» Document excerpt
But I suddenly got the attention of a small, figurine from my favorite Greek Islands—the Cyclades. She is strong and elegant and also painfully “modern.” She could be a model for Jean Arp or Constantin Brâncuși. Very little is known about her and her sisters. They belong to the category of the mysterious objects which may never be understood. But her raw beauty and her natural strength needn’t any explanation—for me. They are simply, beautifully timeless.

Boy
…there is a boy who plays with memories of his playmate—or the empty space that the former left behind. The missing playmate despaired and was lost on the bumpy road of history. One can see the fragments of his foot on the pedestal. One can see another fragment of his body in the hands of the other. Nothing else. One is left alone with the inscription, one’s imagination, and the empty space that is so eloquent and so mysterious. I was halted by that sculpture. It spoke or perhaps complained to me with its calm and milky language.

The color of the language
How could I imagine the original colors of the Antiquity? I do know that they were vibrant before the erosion and the elapse of time had replaced them with the milky color of Greek marble, just a color of watered down milk with no smell and no taste.

» Information provided
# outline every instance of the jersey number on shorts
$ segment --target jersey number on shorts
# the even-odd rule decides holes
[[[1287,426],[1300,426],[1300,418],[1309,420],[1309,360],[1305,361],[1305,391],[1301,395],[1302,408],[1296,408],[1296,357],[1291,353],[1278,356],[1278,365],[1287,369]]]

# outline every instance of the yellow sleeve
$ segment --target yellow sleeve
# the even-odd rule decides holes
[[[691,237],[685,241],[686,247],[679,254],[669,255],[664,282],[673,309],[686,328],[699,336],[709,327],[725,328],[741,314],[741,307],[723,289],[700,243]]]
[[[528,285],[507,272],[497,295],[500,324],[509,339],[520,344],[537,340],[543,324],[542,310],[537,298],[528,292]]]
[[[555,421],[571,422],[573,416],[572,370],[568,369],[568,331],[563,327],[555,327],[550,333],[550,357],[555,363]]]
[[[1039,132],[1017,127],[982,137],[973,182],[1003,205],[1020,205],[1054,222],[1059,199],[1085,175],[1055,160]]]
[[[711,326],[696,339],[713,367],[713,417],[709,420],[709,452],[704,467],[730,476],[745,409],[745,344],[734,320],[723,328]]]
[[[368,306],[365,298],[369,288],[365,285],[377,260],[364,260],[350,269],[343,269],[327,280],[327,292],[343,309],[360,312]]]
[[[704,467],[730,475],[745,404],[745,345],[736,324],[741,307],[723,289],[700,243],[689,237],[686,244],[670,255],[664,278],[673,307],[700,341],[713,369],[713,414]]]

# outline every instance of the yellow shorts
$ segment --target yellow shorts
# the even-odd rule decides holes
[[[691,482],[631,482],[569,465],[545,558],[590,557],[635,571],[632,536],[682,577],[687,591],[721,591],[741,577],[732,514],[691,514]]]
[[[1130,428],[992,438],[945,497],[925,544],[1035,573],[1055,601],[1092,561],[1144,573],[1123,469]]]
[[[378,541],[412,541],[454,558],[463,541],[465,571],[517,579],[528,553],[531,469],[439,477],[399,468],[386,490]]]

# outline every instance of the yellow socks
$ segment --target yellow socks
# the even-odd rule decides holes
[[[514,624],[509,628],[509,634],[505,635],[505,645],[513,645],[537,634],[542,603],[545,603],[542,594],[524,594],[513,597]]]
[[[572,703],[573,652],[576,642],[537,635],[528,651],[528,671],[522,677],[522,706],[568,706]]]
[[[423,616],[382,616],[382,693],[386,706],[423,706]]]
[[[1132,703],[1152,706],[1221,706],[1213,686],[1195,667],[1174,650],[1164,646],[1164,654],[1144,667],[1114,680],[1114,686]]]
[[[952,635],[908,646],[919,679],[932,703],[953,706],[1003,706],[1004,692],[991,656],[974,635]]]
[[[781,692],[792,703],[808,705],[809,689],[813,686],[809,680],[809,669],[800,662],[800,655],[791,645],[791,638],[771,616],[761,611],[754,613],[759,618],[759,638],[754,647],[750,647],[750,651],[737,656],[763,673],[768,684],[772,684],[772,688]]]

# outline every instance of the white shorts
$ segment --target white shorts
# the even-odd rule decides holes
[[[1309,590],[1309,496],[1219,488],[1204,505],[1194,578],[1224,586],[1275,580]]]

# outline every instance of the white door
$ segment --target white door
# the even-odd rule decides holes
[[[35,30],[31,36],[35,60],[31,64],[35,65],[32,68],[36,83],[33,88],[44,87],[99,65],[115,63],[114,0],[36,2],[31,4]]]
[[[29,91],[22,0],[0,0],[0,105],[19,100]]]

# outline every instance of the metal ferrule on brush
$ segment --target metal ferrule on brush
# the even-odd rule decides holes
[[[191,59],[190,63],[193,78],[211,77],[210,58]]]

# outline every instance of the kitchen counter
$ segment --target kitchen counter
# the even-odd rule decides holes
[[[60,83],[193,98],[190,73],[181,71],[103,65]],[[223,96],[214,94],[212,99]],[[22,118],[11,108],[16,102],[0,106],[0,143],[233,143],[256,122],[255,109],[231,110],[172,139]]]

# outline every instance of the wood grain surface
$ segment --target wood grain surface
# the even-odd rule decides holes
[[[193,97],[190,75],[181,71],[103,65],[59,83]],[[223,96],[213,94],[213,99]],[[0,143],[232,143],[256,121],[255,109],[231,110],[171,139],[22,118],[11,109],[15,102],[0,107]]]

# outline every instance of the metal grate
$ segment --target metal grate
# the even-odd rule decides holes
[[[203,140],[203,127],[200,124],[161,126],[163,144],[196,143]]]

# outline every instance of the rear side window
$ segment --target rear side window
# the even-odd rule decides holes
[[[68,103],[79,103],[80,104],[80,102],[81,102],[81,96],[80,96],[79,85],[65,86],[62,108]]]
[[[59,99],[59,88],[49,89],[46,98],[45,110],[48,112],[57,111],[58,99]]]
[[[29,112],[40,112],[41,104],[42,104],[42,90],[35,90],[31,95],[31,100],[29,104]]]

» Task goal
Write the next few sentences of the text on ancient Greek sculpture, picking up right after its final sentence about the milky color of Greek marble.

» Written answer
Barbarian
I mean his head only. Who was he? Where did he live? Why was he immortalized in marble? What did he do? Whom to ask? His neighbor (from the exhibition) the divine Hera was not in a chatty mood. She was busy, perhaps musing over her Olympian affairs and looking passionately with her milky eyes at me and at the others visitors.

Did she find us interesting?

Helmet
Both of its eyes were
empty
and
black.

The sophisticatedly drawn eyebrows and the empty eye sockets—what a contrast! Together with divine Hera and the Barbarian, it creates a mysterious tension that has fascinated me. To extend that moment, I have promised myself to revisit the exhibition before 6th Jan. 2013, when it closes.